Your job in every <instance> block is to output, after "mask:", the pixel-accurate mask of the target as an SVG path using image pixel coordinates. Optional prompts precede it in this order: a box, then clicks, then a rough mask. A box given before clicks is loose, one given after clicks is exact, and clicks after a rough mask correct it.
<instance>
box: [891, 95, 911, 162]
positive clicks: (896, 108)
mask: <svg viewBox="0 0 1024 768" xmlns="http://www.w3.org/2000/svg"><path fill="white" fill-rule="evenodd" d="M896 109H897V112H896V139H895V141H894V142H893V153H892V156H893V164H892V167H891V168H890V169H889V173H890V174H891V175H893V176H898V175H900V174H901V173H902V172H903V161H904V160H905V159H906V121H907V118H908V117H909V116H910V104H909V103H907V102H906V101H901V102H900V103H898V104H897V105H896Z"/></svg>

...

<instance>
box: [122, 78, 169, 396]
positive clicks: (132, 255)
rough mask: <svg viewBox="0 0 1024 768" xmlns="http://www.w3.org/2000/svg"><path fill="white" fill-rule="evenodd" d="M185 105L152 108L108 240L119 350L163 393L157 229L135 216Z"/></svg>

What the task requires: Where a line above contains the string "rough", copy that line.

Solution to this problem:
Your job in every <instance> block is to output, after "mask:", the pixel-accurate mask of the target as an SVG path using image pixel coordinates. Optional prompts precede it in this order: a box, then clicks, then a rough mask. A box given before clicks is loose, one given after clicks is exact, and clicks after a rough mask correct it.
rough mask: <svg viewBox="0 0 1024 768" xmlns="http://www.w3.org/2000/svg"><path fill="white" fill-rule="evenodd" d="M185 105L152 108L108 240L119 350L163 393L157 229L135 216Z"/></svg>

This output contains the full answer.